TEXT EXCERPT:

These "Route Handlers" implement the IRouteHandler interface which only has a single method called "GetHttpHandler" which, as you probably guessed, returns an IHttpHandler. So, what is IHttpHandler? It is not a new interface, and is actually part of the System.Web namespace. This interface also supports just one method called ProcessRequest which takes an HttpContext. In the context of a normal ASP.NET application, the class that you are going to see which implements this is the Page class. If you are an ASP.NET developer I hope that you are familiar with the Page class, if not, then get a book! So, we have an Interface which returns an IHttpHandler, which in our case, is a page object.
So, I hope you see where this is going. We are just matching a bunch of urls against our list of patterns, and then when we find a matching pattern we will use the associated IRouteHandler to get the IHttpHandler which is going to be able to respond to our request! It is actually a lot more simple than it sounds!

RECORDED INFORMATION:

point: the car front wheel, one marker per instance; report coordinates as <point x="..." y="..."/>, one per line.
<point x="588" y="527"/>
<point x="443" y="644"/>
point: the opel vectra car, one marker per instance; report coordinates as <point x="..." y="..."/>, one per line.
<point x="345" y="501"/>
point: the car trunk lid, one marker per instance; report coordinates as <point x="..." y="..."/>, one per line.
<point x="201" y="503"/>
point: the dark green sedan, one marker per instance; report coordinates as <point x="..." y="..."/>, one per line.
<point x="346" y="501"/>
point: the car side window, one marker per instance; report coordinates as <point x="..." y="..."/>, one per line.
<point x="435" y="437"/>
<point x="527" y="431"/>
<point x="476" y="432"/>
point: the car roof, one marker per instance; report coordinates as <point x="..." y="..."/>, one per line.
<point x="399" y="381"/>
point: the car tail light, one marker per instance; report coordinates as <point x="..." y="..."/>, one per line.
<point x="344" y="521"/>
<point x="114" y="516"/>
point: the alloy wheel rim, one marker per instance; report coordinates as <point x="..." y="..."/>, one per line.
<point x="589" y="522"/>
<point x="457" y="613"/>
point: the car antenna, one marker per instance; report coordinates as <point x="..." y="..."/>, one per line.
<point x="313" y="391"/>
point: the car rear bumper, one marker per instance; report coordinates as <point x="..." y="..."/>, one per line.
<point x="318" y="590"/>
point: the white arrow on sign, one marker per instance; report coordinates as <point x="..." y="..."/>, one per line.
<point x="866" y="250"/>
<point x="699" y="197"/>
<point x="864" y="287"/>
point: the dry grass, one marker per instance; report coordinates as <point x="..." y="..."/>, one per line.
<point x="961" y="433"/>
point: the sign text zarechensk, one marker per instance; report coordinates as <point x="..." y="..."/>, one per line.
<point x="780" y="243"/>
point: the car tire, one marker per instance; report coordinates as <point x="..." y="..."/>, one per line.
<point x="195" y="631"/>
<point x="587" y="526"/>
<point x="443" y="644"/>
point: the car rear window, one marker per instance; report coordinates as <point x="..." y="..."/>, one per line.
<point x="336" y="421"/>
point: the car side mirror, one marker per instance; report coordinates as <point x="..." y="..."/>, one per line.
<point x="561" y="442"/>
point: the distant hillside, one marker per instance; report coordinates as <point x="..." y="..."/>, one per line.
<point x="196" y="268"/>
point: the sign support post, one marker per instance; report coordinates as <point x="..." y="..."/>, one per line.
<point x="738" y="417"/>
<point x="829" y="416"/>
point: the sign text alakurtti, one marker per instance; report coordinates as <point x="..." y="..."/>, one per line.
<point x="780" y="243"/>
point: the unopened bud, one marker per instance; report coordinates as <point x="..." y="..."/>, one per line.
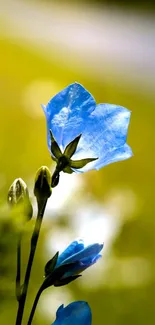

WRITTEN INSTRUCTION:
Carry on with the ASP.NET routing text above, starting right after its final sentence.

RESPONSE TO THIS EXERCISE:
As we already said, in our case, the IRouteHandler is going to be returning a Page object. What page object? It doesn't really matter. We can map any number of urls to any number of Page objects. We could map all of our urls to a single Page object if we wanted. So, now that we know that we can map to any number of pages that we want, how does our IRouteHandler decided which page to map to? What kind of data do we get that allows it to make a decision? This is where the System.Web.Routing.RequestContext class comes in. The "GetHttpHandler" method that I mentioned above returns an IHttpHandler, but it also takes a parameter of type RequestContext. The RequestContext class contains has two properties, one is called "HttpContext" which is of type System.Web.HttpContextBase. The other is "RouteData" which is of type System.Web.Routing.RouteData.
If you saw "System.Web.HttpContextBase" and did a double-take then you are probably not alone. This is another class that was added in .net 3.5 SP1 which is simply an abstract wrapper for our old untestable friend the HttpContext. Remember earlier when I was talking about the nice new testable design, well, this is a big part of it. Just keep in mind that this is part of System.Web.Abstractions and so you'll need to add a reference:
The HttpContext property just allows access to all of the normal information that we would garner from our HttpContext, so that we could make potential routing decisions based on the request data itself. For example if we wanted to do something different if we were operating under https or http. Or if we wanted to redirect different places based on the domain, or sub-domain coming in on the request.
The "RouteData" property is where all of our data concerning our route and the segments are stored. First it has a property called "Route" which is of type RouteBase, and this represents the matching route that was picked for this particular request.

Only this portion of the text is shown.